▶ Document text
•••
Nutters You've Played Alongside on 20:38 - Feb 8 by Drewster

Not so much nutters, but a team I used to play against in the Reading Sunday hangover league back around 1989/1990. Second summer of love and acid and raves and all that.
This team would turn up, after being out all night raving in some field somewhere, smoke a few fags and joints before the game to get their heads straight and go and play 90 minutes. Some real talented lads as well, but hilarious when it went all wrong on the pitch. We used to call them the Adams family.
Post game, back on the funny fags and down the pub for a Sunday lunch session.

Personal experience of real nutters was against some of the loons in West Berkshire where there is inbreeding issues. Got knocked out cold by a 'stray elbow' in mid air going for a header. Called it a day after that and the operations that followed to sort my mangled nasal passage out!
•••
▶ Record excerpts
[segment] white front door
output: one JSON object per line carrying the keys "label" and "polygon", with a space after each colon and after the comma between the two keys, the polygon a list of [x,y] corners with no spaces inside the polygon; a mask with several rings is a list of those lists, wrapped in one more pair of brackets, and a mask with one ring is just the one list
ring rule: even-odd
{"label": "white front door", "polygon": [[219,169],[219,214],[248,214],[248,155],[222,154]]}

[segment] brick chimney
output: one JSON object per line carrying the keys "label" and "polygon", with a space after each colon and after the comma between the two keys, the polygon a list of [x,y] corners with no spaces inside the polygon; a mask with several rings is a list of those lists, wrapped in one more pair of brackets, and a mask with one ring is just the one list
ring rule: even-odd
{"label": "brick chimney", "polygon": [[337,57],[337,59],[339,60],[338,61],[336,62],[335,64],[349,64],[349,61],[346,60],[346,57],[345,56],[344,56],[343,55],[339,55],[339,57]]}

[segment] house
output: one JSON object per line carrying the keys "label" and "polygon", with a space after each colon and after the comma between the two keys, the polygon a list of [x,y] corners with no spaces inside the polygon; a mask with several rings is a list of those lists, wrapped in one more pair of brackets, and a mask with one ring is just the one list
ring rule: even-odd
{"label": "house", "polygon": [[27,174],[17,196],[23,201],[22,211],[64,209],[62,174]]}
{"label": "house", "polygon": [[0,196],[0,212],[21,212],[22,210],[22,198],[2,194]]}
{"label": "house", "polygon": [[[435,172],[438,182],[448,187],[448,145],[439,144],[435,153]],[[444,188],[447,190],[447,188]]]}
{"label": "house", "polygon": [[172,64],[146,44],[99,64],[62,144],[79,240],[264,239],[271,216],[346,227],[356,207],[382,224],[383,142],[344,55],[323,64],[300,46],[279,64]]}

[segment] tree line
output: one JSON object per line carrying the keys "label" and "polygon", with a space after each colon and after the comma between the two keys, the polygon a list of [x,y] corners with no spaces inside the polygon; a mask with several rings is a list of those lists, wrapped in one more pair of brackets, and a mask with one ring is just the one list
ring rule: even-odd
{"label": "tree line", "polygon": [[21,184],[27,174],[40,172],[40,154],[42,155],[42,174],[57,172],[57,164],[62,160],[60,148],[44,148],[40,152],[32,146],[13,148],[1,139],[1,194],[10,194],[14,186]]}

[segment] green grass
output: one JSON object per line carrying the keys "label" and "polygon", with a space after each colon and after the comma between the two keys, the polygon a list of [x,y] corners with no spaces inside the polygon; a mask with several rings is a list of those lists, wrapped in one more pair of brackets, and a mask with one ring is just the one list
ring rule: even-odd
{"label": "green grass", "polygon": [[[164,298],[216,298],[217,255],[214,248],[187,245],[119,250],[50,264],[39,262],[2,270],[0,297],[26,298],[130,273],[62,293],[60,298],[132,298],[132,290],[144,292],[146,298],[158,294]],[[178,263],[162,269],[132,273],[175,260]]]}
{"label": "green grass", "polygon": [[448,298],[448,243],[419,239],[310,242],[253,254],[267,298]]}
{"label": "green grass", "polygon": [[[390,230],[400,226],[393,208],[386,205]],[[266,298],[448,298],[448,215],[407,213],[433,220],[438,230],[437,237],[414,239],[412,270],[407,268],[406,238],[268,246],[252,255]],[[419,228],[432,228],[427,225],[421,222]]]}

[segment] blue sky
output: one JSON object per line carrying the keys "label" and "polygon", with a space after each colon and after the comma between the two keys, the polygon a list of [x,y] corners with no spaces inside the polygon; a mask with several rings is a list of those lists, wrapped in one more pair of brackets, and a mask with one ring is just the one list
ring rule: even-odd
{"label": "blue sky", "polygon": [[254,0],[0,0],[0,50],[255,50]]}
•••
▶ Work to be completed
In the forum post about football nutters, what did the writer's side call the team that arrived after raving all night? Please answer briefly.

▶ Answer to the task
The Adams family.